** Opening Information given block **
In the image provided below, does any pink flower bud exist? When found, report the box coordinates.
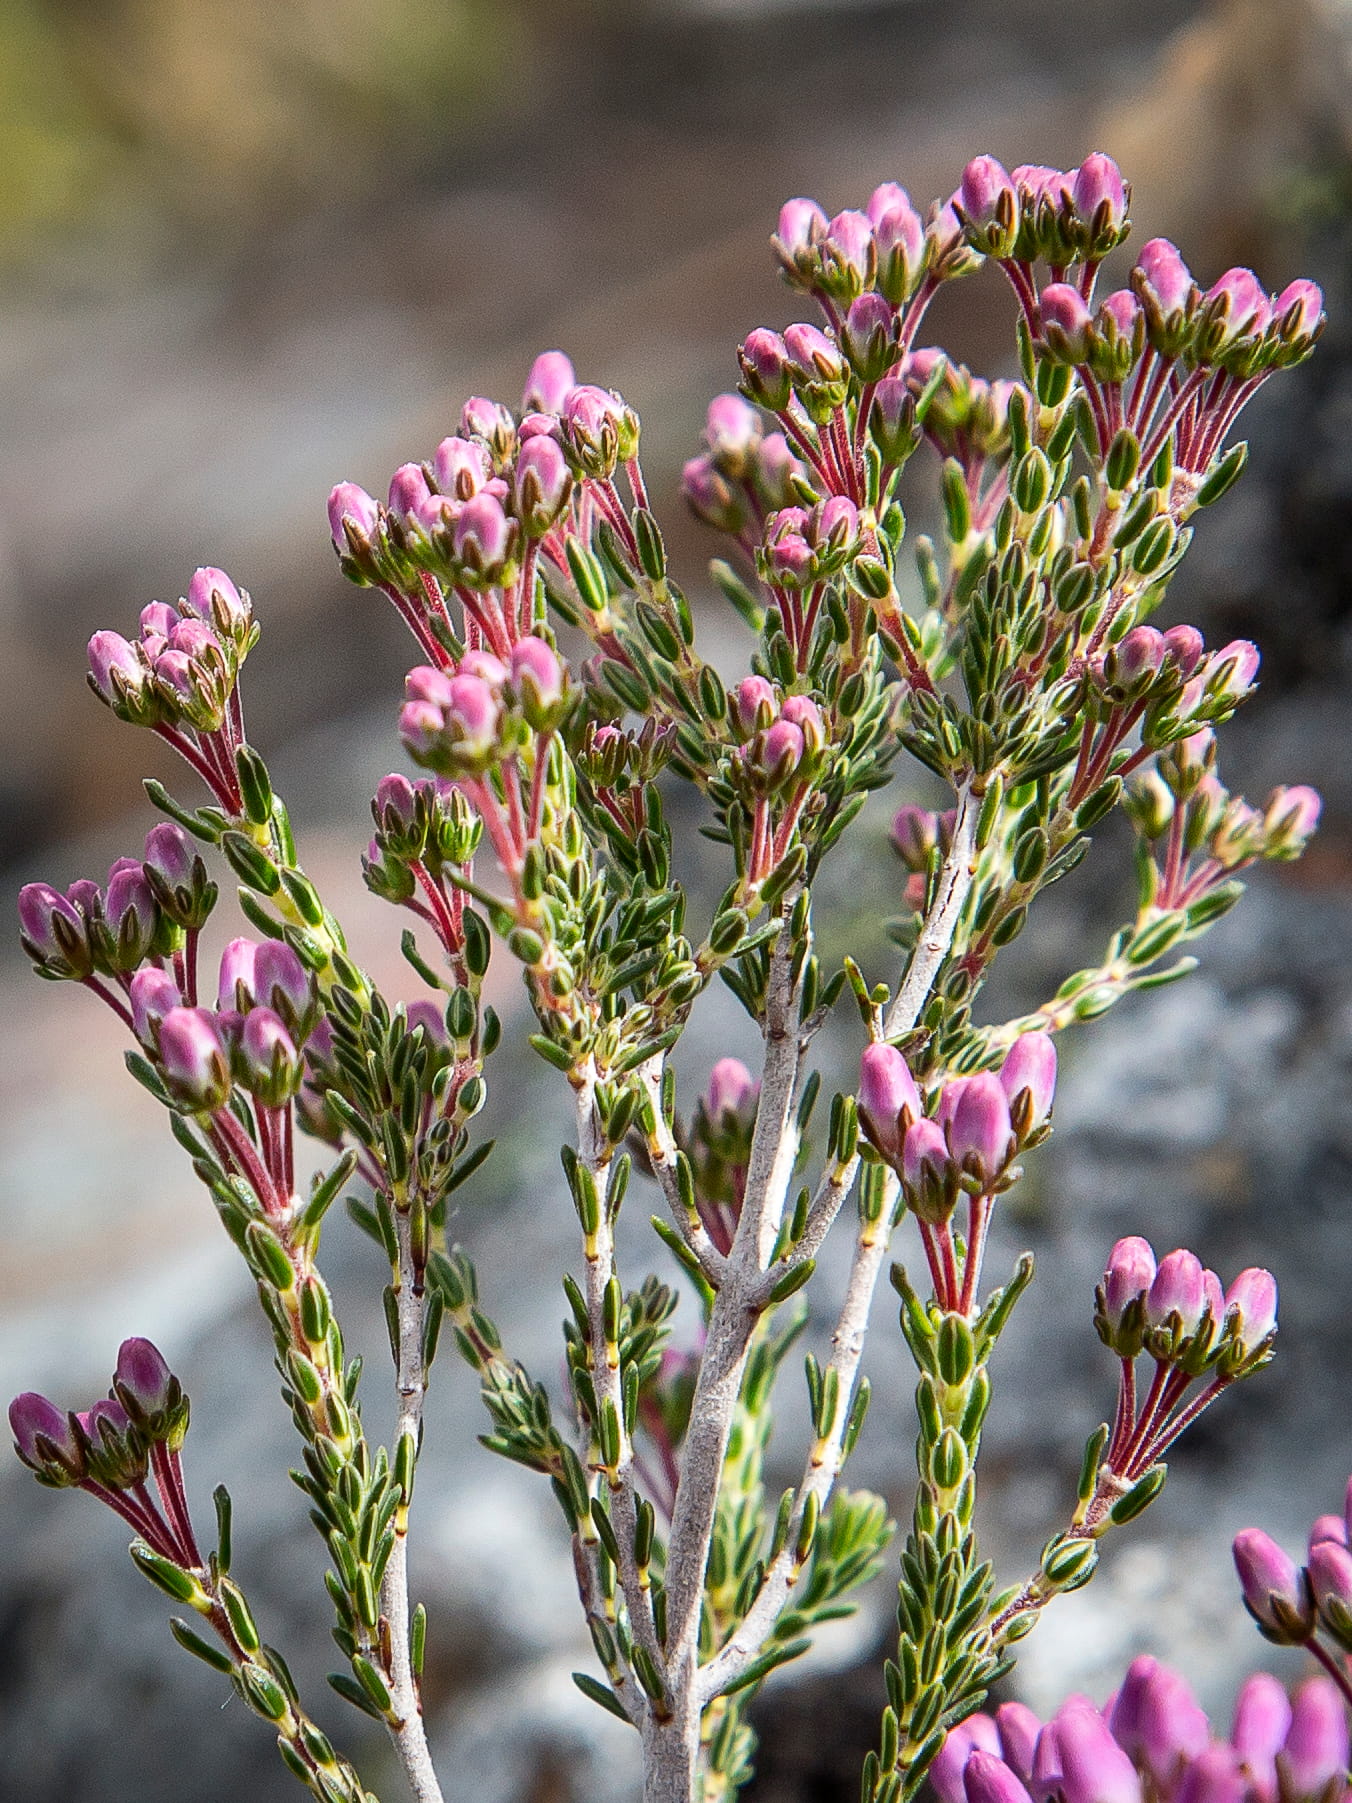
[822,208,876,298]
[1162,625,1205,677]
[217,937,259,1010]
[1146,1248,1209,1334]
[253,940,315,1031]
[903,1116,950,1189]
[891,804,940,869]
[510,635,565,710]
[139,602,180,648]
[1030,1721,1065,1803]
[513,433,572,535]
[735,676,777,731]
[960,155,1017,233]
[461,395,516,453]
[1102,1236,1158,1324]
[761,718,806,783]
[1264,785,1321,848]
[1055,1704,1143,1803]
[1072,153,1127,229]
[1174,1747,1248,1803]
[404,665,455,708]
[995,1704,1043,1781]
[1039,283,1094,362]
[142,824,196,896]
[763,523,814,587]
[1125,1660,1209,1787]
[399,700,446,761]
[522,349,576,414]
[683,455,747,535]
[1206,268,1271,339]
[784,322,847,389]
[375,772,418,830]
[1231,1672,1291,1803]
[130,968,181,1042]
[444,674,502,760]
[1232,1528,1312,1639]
** Closing Information given block **
→ Aim of the exercise:
I'd like every record above written out again exactly, without the pictures.

→ Solution for this problem:
In the image provided below, does any pink flower bud exist? When found, report the box coordinates.
[822,208,876,298]
[1162,625,1205,677]
[217,937,259,1010]
[1146,1248,1209,1334]
[253,940,315,1031]
[903,1116,950,1189]
[891,804,940,869]
[510,635,565,710]
[139,602,180,648]
[1030,1721,1065,1803]
[513,433,572,535]
[735,676,777,731]
[960,155,1017,233]
[461,395,516,453]
[1102,1236,1158,1324]
[761,718,806,783]
[1264,785,1321,848]
[1055,1704,1143,1803]
[1072,153,1127,229]
[1174,1747,1248,1803]
[404,665,455,708]
[995,1704,1043,1781]
[1039,283,1094,362]
[142,824,196,896]
[763,523,814,587]
[1125,1660,1209,1787]
[399,700,446,761]
[522,349,576,414]
[683,455,747,535]
[1206,268,1271,339]
[784,322,847,389]
[375,772,418,830]
[1231,1672,1291,1803]
[130,968,181,1042]
[444,674,502,760]
[1232,1528,1312,1639]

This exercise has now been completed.